Records from a collection:
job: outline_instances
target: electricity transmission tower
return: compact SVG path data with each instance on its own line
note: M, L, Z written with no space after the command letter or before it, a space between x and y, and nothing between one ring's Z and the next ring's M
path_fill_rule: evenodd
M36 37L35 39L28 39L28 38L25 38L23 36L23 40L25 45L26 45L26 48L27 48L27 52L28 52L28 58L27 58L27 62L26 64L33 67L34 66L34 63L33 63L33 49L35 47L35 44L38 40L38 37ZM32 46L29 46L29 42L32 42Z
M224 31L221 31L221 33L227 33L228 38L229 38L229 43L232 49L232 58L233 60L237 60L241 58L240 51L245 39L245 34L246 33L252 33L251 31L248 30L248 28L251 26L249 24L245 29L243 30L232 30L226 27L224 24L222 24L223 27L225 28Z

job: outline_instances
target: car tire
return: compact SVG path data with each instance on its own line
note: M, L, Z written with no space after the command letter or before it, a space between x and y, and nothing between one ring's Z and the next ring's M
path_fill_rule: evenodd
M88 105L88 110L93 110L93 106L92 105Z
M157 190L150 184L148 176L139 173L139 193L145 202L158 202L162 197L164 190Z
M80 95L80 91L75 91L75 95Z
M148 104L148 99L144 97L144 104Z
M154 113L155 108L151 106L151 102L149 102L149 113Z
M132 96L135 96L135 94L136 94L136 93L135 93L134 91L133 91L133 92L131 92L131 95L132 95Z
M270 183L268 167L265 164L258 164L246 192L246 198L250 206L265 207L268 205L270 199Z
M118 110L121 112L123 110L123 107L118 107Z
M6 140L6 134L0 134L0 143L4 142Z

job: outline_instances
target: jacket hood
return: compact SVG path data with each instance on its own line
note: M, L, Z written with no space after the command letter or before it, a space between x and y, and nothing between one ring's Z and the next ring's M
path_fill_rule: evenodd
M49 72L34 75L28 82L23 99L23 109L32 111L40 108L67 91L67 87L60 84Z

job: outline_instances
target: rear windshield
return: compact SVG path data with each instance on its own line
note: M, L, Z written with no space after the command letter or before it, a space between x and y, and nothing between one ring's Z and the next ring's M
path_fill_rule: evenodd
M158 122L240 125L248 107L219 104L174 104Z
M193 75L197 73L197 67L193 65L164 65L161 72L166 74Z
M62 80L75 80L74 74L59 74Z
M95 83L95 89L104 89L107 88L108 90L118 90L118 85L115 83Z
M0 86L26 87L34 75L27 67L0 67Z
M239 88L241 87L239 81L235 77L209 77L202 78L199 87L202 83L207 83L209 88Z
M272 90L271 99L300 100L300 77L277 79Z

TASK BRIEF: Reproduce every line of the data exactly as it was written.

ANSWER SPACE:
job: outline_instances
target: electricity transmission tower
return: compact SVG path data with each instance on its own line
note: M, L, Z written with no space after the command letter or before it, a space between x and y, and nothing between one ring's Z and the next ring's M
path_fill_rule: evenodd
M36 37L35 39L28 39L28 38L25 38L23 36L23 40L25 45L26 45L26 48L27 48L27 52L28 52L28 58L27 58L27 62L26 64L33 67L34 66L34 63L33 63L33 49L35 47L35 44L38 40L38 37ZM32 46L29 46L29 42L32 42Z
M224 31L221 31L221 33L227 33L228 38L229 38L229 43L232 49L232 58L233 60L237 60L241 58L240 51L245 39L245 34L246 33L252 33L251 31L248 30L248 28L251 26L249 24L245 29L243 30L232 30L226 27L224 24L222 24L223 27L225 28Z

job: outline_instances
target: car tire
return: compact SVG path data with each instance on its own line
note: M, L, Z written with no space after the command letter or before it, a space between x and y, and nothing between one ring's Z and the next ring's M
path_fill_rule: evenodd
M88 105L88 110L93 110L93 106L92 105Z
M157 190L150 184L148 176L139 173L139 193L145 202L158 202L162 197L164 190Z
M80 95L80 91L75 91L75 95Z
M148 104L148 99L144 97L144 104Z
M154 113L155 108L151 106L151 102L149 102L149 113Z
M132 96L135 96L135 94L136 94L136 93L135 93L134 91L133 91L133 92L131 92L131 95L132 95Z
M270 183L268 167L265 164L258 164L246 192L246 198L250 206L265 207L268 205L270 199Z
M118 110L121 112L123 110L123 107L118 107Z
M6 140L6 134L0 134L0 143L4 142Z

job: outline_instances
target: jacket hood
return: compact SVG path data with each instance on its own line
note: M, L, Z written with no space after the command letter or before it, a space between x and y, and nothing between one ring's Z and the next ring's M
path_fill_rule: evenodd
M49 72L34 75L28 82L23 99L23 109L32 111L40 108L67 91L67 87L60 84Z

job: outline_instances
target: rear windshield
return: compact SVG path data with each instance on its own line
note: M, L, Z written with no space after the command letter or before it, a space between x and y, and nothing between one ring's Z and the next ring's M
path_fill_rule: evenodd
M158 122L240 125L248 107L219 104L174 104Z
M193 75L197 73L197 67L193 65L164 65L161 72L166 74Z
M62 80L75 80L74 74L59 74Z
M95 83L95 89L104 89L107 88L108 90L118 90L118 85L115 83Z
M0 86L26 87L34 75L27 67L0 67Z
M239 88L241 87L239 81L235 77L209 77L202 78L199 87L202 83L207 83L209 88Z
M272 90L271 99L300 100L300 77L277 79Z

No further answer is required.